◆ Work instructions
From the line containing "the foal's hoof" through the last line of the entries below, repeat each line word for word and leave out the rest.

* * * * * * * * *

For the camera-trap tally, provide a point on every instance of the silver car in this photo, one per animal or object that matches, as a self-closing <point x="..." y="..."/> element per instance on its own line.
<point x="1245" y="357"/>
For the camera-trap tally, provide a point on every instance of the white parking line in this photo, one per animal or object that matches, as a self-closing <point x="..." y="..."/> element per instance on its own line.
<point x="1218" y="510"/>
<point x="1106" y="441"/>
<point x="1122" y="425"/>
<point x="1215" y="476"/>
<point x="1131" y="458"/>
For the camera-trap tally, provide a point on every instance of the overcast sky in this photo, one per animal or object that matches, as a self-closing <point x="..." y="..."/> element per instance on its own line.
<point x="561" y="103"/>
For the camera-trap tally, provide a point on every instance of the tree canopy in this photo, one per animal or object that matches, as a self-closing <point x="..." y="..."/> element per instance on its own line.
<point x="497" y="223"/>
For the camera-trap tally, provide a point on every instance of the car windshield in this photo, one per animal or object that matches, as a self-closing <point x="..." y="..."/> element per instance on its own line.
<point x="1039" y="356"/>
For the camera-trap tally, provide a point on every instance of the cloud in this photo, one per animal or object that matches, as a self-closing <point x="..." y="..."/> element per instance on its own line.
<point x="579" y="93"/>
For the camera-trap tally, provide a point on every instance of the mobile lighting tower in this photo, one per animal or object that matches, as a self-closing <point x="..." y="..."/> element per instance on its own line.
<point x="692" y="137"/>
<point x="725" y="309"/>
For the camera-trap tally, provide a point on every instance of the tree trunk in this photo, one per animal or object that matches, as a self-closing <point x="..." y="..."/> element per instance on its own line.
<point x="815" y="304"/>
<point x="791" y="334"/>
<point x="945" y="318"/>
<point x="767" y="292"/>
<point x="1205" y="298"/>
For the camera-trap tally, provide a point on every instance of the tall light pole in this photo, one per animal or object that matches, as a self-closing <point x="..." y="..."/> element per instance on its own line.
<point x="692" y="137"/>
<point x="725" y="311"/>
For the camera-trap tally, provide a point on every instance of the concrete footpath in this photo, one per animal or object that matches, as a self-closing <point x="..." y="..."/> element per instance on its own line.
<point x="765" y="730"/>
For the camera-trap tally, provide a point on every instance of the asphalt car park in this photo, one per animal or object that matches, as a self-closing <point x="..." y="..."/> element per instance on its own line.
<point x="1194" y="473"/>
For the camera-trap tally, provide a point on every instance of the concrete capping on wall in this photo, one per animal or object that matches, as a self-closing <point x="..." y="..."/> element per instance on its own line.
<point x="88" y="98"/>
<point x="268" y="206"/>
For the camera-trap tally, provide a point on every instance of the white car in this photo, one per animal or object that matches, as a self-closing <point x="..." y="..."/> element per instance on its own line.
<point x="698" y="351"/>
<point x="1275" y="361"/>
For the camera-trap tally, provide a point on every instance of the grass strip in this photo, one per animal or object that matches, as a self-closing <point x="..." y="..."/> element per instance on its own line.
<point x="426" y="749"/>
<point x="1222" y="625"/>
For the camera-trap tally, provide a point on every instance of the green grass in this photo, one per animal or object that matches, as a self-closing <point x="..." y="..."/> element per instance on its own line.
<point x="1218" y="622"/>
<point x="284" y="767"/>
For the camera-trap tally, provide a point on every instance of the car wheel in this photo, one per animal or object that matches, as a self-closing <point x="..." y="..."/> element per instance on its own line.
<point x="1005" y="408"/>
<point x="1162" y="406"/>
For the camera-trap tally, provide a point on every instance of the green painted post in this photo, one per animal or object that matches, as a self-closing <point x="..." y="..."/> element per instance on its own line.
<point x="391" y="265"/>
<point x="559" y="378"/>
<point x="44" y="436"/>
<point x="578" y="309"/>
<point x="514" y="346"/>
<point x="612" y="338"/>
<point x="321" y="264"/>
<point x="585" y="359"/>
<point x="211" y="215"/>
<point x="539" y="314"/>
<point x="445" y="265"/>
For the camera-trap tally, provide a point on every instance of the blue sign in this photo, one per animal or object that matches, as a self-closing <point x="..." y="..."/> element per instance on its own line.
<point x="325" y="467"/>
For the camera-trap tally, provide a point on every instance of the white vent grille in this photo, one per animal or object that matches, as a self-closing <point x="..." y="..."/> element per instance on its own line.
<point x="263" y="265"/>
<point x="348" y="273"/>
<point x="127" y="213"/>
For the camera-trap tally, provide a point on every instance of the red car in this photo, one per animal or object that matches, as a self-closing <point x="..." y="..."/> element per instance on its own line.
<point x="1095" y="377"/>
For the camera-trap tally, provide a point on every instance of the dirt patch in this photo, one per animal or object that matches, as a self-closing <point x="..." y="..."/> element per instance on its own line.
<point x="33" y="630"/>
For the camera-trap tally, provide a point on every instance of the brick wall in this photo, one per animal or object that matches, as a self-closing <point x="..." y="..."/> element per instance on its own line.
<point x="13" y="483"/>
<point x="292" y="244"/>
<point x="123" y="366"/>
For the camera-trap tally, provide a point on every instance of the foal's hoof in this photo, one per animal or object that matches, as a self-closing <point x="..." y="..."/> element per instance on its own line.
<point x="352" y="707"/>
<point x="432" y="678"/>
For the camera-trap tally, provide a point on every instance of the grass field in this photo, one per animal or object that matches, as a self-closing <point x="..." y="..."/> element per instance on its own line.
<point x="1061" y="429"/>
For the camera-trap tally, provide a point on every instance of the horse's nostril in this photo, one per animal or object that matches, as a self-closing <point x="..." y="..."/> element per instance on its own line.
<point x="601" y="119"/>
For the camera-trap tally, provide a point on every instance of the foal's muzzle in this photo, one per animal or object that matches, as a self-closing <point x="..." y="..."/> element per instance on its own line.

* * * * * * * * *

◆ Output
For the camera-trap tally, provide a point on every instance of the foal's hoof in this photo, one per animal or object that matches, as a self-closing <point x="..." y="..."/> element per instance on its own line.
<point x="352" y="707"/>
<point x="432" y="678"/>
For the camera-trap tally, provide a point on every instance of the grass field in this photo, one per animal or object that matches, as a self-closing <point x="..." y="..."/> element per instance on its own line.
<point x="1061" y="429"/>
For the camera-trap tally, provide a point on every instance of the horse's nostril in this photo, one per animal or object that matches, as a self-closing <point x="..." y="..."/> element per instance on its own line.
<point x="601" y="119"/>
For the camera-trap tally, provide a point on every instance of the foal's muzzle in this photo, one per animal or object that matches, as a self-closing <point x="..." y="..."/> element per instance on its own line.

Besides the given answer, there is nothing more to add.